*YOUR OBJECTIVE*. Write out the records below once more, exactly as they stand.

Saved entries
*****

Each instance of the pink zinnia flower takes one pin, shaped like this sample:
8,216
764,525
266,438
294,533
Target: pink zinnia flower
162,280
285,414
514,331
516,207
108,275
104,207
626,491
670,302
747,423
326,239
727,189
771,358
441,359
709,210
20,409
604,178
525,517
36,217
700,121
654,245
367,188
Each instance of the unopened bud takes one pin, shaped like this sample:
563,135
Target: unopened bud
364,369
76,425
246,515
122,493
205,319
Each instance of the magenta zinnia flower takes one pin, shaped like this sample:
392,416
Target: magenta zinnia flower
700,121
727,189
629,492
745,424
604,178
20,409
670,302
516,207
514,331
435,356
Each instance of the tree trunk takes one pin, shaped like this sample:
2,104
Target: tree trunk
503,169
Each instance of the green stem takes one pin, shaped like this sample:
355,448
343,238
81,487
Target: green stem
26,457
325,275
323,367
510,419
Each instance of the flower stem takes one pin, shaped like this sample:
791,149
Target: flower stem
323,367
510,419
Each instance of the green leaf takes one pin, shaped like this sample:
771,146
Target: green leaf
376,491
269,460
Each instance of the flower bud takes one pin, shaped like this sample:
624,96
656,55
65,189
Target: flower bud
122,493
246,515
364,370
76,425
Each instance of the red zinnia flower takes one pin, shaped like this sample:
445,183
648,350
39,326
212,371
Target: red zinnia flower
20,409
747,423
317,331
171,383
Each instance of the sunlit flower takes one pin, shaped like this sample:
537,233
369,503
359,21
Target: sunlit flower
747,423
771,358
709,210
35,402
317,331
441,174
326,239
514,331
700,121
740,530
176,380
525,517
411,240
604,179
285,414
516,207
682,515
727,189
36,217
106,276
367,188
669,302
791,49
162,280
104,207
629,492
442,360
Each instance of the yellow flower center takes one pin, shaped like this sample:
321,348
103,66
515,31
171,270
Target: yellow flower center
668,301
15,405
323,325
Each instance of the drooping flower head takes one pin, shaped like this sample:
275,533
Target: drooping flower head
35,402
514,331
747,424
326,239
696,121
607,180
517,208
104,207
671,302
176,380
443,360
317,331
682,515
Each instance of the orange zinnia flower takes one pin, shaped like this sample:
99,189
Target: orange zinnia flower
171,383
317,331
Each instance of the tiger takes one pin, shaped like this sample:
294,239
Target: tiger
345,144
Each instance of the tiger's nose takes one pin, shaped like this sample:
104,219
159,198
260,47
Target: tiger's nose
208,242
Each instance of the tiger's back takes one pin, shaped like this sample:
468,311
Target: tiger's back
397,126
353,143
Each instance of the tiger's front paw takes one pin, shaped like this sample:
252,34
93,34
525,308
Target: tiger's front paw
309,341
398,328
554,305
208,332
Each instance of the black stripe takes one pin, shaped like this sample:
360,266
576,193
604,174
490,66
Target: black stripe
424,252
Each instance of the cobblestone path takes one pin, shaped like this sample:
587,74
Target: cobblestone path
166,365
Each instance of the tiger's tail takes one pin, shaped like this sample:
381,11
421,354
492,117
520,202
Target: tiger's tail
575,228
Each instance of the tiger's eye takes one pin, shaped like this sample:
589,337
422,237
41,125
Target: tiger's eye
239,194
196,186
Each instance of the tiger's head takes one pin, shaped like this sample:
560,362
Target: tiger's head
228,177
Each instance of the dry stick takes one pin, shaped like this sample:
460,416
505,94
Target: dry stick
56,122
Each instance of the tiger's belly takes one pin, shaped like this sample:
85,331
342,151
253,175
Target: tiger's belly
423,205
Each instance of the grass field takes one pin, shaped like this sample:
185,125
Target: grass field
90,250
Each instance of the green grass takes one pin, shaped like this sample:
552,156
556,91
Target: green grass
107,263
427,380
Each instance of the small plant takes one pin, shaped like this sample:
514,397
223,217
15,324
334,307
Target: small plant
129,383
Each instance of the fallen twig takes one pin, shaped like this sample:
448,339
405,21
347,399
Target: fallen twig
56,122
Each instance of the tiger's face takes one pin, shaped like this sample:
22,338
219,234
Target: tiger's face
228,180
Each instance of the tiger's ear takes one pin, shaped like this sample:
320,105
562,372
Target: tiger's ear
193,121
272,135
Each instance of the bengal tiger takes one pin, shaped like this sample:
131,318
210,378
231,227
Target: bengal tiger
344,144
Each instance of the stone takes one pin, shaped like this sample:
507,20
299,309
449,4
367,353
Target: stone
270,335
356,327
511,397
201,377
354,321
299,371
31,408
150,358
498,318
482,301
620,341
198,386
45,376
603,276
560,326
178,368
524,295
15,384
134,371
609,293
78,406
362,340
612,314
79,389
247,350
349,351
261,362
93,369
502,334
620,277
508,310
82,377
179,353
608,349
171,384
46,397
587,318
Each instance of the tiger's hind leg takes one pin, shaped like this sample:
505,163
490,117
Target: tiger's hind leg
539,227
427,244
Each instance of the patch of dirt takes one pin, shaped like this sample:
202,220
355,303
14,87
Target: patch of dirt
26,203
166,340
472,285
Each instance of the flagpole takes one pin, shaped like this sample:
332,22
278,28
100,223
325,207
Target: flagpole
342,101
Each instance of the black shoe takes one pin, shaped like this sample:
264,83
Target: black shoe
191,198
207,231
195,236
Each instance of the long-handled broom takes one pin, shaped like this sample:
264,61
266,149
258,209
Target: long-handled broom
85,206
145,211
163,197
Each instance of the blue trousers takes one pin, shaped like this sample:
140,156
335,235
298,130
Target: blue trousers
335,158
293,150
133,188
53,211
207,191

*****

*RESPONSE TO THE TASK*.
Each instance of the pink zinnia flower takes one pin, shaped like this sample:
8,216
764,525
266,438
294,533
Target: pink zinnia flower
162,280
285,414
514,331
516,207
108,275
104,207
626,491
670,302
747,423
326,239
727,189
771,358
441,359
709,210
20,409
604,178
525,517
36,217
700,121
654,245
367,188
Each instance of the unopened bud takes one pin, shaped like this sample:
563,135
Target: unopened bud
364,369
76,425
246,515
122,493
205,319
Each instance of the magenta zinnia flower takes one pin, shaped like this sample:
392,416
Target: magenta zinnia flower
700,121
727,189
629,492
745,424
604,178
20,409
670,302
516,207
514,331
435,356
Each instance of the tree trunk takes one pin, shaped like this sample:
2,104
Target: tree trunk
503,169
Each instance of the green stem takes one pin, shaped like this sample:
355,448
343,238
81,487
Target: green stem
26,457
325,275
323,367
510,419
Each instance of the flower stem takes one pin, shaped like this sample:
791,149
Target: flower stem
323,367
510,419
Each instance of the green leaf takes one pin, shaped like this sample:
771,146
Target: green leaf
376,491
269,460
Each instance of the flower bud takes one pin, shaped like this sample:
624,96
656,55
65,189
Target: flower bud
122,493
246,515
364,370
76,425
Each instance of the red zinnia flower takes one pin, shaped like this sample:
445,183
648,350
39,326
212,371
Target: red zinnia flower
20,409
747,423
317,331
171,383
Each instance of the sunlit flower takes one pin, shaped like this sample:
537,233
369,503
359,21
Target: sunlit flower
747,423
771,358
709,210
35,402
317,331
441,174
326,239
514,331
700,121
740,530
176,380
525,517
411,240
604,179
285,414
516,207
682,515
727,189
36,217
106,276
367,188
669,302
791,49
162,280
104,207
629,492
442,360
Each instance of the yellow flower center takes one pin, shaped like this sample:
321,348
103,66
515,31
171,270
Target: yellow flower center
668,301
15,405
323,325
Each instance of the drooping flower head takes one pin, shaped like this sample:
275,533
Target: drooping flower head
35,402
514,331
747,424
326,239
696,121
607,180
517,208
104,207
671,302
176,380
443,360
317,331
682,515
Each instance of the orange zinnia flower takes one pin, shaped like this sample:
99,189
Target: orange zinnia flower
171,383
317,331
Each instance of the tiger takes one pin, shaped like this sample:
294,239
Target: tiger
345,144
Each instance of the tiger's nose takes one pin, shaped like this sample:
104,219
159,198
260,47
Target: tiger's nose
208,242
Each instance of the tiger's back takes one pin, shaped like this sample:
468,311
Target: tiger's back
397,126
353,143
Each instance of the tiger's front paw takes one pin, shaped like this sample:
252,34
93,34
525,308
Target: tiger's front paw
309,341
398,328
554,305
208,332
Each instance of the black stripe takes one pin, shaped like this sample:
360,266
576,193
604,174
490,66
Target: black stripe
424,252
Each instance of the cobblestone path takes one pin, shaped like this sample:
587,74
Target: cobblestone path
166,365
Each instance of the tiger's tail takes one pin, shaped like this sample:
381,11
421,354
492,117
520,202
Target: tiger's tail
575,228
Each instance of the tiger's eye takes one pin, shaped like this sample:
589,337
422,237
41,125
Target: tiger's eye
239,194
196,186
Each instance of the tiger's head takes one pin, shaped like this sample:
560,362
Target: tiger's head
228,177
Each instance of the dry stick takes one pin, shaped like this sample:
460,416
505,94
Target: dry stick
56,122
Each instance of the tiger's belly takes one pin, shaped like this sample:
85,331
342,151
253,175
Target: tiger's belly
423,205
Each instance of the grass field takes one pin, shaped like this sample:
185,125
Target: grass field
90,250
Each instance of the green grass takes one pin, shaped like this sample:
552,156
556,91
Target: green grass
107,263
427,380
Each instance of the small plant takes one pin, shaped like this sample:
514,397
223,217
15,324
334,307
Target: small plant
129,383
Each instance of the fallen twig takes one pin, shaped like this sample:
448,339
405,21
347,399
Target: fallen twig
56,122
Each instance of the tiger's face takes one pin, shaped like this sample:
22,338
219,234
Target: tiger's face
228,180
Each instance of the tiger's ear takes one pin, shaped like this sample:
320,105
562,372
Target: tiger's ear
193,121
272,135
Each instance of the bengal tiger takes one pin, shaped like this sample:
131,318
210,378
231,227
Target: bengal tiger
344,144
Each instance of the stone takes one pin, shaped like this sample:
507,20
299,309
449,4
367,353
Target: stone
270,335
356,327
511,397
201,377
354,321
299,371
31,408
150,358
498,318
482,301
620,341
198,386
45,376
603,276
560,326
178,368
524,295
15,384
134,371
609,293
78,406
362,340
612,314
79,389
247,350
349,351
261,362
93,369
502,334
620,277
508,310
82,377
179,353
608,349
171,384
46,397
587,318
Each instance of the tiger's hind leg takes one pin, shaped like this sample:
505,163
490,117
Target: tiger's hind leg
539,227
427,244
Each instance of the patch of dirt takes one pin, shaped like this sample:
202,220
355,303
14,87
Target: patch of dirt
26,203
166,340
472,285
Each instance of the flagpole takes one pin, shaped like this sample:
332,22
278,28
100,223
325,207
Target: flagpole
342,101
Each instance of the black shoe takes one pin, shaped like this sample:
264,83
Target: black shoe
191,198
207,231
195,236
Each instance of the long-handled broom takes one pin, shaped like this sample:
264,61
266,149
258,209
Target: long-handled broom
85,206
145,211
163,197
Each instance of the blue trousers takes one pin, shaped like this sample:
140,156
335,235
298,130
Target: blue trousers
335,158
293,150
133,188
53,211
207,191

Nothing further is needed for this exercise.